## Work to complete
Gather every row below that contains the word "figurine" and copy each of those rows in full. Treat uppercase and lowercase as different.
____ Information given
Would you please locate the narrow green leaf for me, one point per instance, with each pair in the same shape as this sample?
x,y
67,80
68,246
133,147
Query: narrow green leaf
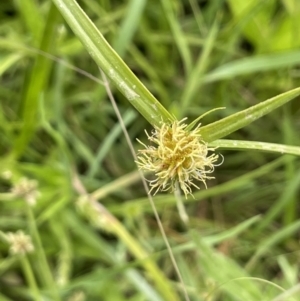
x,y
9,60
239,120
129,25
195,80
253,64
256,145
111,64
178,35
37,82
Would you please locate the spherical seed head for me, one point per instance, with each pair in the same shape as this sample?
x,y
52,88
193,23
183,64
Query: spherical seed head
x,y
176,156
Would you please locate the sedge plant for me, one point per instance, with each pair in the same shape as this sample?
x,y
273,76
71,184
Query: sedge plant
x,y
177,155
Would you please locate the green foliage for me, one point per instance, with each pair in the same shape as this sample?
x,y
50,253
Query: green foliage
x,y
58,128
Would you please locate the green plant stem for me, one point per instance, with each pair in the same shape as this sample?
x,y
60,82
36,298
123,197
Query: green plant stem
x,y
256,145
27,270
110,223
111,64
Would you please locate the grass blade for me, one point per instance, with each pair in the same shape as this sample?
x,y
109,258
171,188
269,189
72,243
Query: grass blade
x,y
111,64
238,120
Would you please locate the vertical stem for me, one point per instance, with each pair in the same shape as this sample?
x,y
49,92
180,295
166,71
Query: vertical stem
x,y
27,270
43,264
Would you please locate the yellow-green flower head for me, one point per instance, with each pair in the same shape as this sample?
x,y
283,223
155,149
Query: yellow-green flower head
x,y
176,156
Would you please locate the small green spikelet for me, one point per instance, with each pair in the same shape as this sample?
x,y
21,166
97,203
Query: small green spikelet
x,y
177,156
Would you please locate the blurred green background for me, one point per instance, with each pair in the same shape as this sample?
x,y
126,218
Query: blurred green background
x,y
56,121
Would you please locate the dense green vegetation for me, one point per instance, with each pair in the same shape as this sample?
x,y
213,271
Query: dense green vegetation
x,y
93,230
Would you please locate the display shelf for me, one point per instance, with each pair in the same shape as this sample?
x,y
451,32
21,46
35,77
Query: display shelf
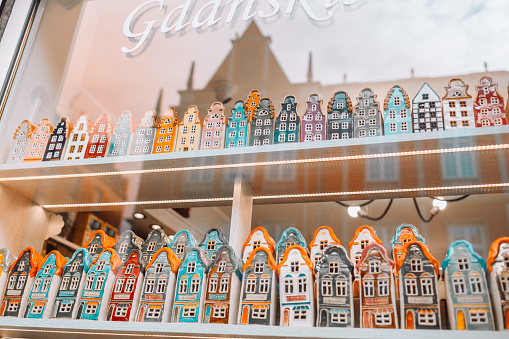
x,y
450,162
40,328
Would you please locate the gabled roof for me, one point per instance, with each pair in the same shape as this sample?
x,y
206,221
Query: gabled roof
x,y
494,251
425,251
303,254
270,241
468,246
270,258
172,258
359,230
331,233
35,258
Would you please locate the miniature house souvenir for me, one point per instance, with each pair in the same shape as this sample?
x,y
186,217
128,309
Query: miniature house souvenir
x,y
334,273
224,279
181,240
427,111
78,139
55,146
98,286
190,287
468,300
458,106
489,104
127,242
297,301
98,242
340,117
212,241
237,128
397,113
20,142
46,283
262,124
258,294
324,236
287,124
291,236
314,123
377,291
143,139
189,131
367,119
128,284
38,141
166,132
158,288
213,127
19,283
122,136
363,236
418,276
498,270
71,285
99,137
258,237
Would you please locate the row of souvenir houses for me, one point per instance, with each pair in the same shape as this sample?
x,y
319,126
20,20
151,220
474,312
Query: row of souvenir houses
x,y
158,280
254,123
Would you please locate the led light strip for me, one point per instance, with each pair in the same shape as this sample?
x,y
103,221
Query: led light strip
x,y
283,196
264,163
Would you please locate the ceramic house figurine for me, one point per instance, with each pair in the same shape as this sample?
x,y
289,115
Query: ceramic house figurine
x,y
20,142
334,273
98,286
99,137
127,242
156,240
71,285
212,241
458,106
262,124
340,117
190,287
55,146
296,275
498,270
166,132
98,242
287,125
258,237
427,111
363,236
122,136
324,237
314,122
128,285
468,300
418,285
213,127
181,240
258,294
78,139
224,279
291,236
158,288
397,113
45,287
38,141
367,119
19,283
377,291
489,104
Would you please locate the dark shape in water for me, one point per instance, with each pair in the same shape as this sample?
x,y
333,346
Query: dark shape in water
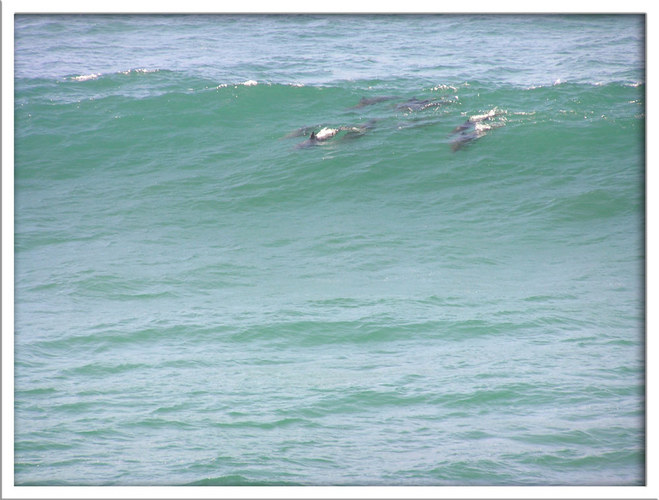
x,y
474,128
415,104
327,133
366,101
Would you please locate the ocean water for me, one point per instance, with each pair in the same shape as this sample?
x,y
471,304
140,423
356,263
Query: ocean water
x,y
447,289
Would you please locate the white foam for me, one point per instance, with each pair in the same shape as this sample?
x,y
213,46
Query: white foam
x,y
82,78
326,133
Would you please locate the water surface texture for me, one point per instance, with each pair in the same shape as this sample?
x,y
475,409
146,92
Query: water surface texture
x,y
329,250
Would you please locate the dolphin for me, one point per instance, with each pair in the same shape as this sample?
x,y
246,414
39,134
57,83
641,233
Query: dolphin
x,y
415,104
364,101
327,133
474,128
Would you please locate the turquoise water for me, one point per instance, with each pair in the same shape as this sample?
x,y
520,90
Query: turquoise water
________
____ Information given
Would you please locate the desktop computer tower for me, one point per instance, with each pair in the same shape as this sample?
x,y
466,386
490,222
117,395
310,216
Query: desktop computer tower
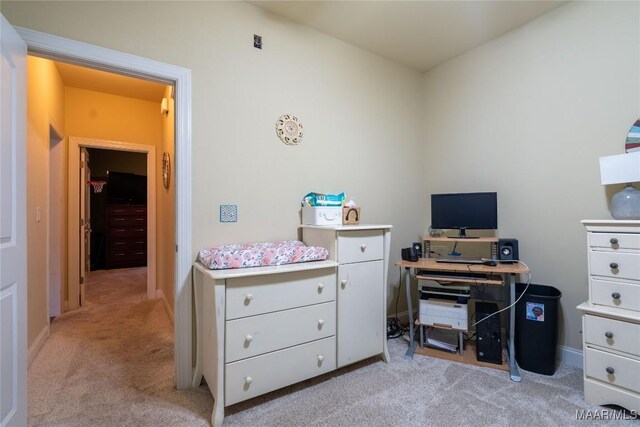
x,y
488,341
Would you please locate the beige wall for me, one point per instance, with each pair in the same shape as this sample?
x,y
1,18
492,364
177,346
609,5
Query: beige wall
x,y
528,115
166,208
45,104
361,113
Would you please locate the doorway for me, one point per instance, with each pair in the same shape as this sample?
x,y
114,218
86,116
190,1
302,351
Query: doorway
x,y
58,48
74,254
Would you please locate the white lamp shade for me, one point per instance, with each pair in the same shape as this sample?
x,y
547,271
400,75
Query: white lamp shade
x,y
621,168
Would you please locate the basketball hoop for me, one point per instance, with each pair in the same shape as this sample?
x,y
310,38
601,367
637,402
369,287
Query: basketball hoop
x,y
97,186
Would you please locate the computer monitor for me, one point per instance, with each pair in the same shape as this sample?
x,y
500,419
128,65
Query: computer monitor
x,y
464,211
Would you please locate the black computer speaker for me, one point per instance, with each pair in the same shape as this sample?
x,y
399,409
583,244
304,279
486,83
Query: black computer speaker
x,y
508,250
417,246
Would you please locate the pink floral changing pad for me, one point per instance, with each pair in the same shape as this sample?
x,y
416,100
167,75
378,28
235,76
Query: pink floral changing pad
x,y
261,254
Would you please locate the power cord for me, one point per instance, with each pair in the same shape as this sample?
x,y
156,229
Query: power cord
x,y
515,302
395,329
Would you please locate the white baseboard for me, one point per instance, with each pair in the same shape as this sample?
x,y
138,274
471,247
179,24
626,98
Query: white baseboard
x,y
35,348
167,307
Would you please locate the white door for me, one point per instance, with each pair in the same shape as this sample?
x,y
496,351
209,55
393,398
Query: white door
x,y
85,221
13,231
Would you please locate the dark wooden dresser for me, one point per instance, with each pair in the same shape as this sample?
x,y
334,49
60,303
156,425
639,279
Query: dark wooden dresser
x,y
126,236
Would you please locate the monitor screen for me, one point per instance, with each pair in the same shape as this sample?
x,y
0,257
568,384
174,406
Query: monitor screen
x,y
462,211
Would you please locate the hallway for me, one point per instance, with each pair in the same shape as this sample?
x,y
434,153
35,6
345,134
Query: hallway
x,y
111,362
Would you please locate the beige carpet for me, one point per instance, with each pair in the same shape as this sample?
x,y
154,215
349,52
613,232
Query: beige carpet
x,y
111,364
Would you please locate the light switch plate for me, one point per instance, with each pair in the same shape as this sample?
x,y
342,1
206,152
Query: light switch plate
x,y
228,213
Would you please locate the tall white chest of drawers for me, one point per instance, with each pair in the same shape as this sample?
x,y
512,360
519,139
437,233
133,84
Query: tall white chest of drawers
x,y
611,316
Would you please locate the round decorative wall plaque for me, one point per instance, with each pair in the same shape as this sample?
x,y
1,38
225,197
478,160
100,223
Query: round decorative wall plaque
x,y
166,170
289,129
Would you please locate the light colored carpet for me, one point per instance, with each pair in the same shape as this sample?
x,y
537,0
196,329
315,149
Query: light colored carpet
________
## Answer for the task
Would you please locate the ceramic house figurine for me, one point per instance, with each pair in the same shape as this sample?
Query: ceramic house figurine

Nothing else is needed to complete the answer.